• _What the task asks_: Pull out every line of the items below that contains the word "white", matching upper and lower case exactly.

** start Entries provided **

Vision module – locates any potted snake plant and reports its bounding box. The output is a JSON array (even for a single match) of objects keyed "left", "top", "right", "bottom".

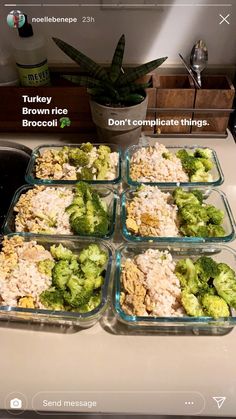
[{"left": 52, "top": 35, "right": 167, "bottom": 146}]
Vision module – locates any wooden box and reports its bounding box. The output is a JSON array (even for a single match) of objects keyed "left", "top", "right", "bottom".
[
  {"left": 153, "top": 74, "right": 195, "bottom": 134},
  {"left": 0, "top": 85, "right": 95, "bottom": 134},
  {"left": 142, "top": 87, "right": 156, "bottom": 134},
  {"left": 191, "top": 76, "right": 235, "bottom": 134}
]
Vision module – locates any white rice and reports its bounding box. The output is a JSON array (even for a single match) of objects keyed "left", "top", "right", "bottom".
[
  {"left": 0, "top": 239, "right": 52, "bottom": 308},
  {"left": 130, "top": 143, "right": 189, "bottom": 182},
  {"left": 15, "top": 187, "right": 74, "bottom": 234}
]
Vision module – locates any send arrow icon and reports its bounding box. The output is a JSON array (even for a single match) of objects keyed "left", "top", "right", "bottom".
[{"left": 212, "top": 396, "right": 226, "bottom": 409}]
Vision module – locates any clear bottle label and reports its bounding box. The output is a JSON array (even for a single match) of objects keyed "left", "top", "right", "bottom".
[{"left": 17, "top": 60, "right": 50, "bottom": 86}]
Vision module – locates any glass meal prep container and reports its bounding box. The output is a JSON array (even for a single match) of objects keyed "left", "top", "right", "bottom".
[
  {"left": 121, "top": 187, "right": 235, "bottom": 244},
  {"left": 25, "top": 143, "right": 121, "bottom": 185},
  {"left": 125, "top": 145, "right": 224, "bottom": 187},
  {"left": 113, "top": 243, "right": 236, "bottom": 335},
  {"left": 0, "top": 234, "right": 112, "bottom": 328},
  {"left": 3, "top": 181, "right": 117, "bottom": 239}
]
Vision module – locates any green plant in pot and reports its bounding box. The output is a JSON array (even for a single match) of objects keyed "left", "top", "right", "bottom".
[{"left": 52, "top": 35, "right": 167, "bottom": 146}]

** end Entries provided **
** start Entries provided **

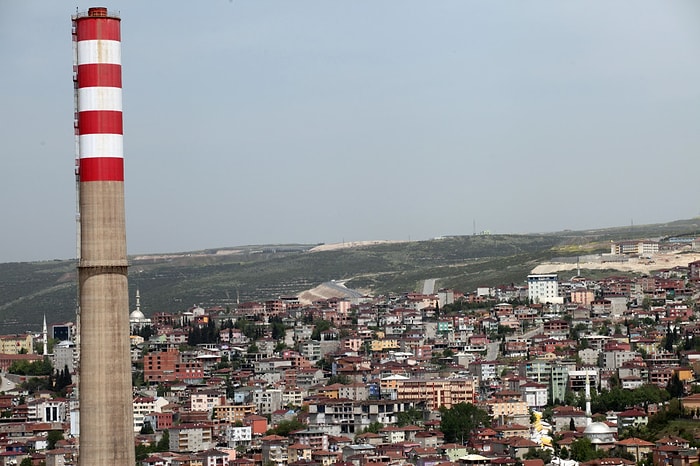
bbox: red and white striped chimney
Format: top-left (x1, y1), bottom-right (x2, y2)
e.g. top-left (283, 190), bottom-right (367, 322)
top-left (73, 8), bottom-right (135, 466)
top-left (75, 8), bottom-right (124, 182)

** end Entries provided **

• _The answer_:
Vision module – locates any white rice and reports its bounding box. The output is a JSON array (even for a single match) of objects keyed "left", "top", "right", "bottom".
bbox: red and white striped chimney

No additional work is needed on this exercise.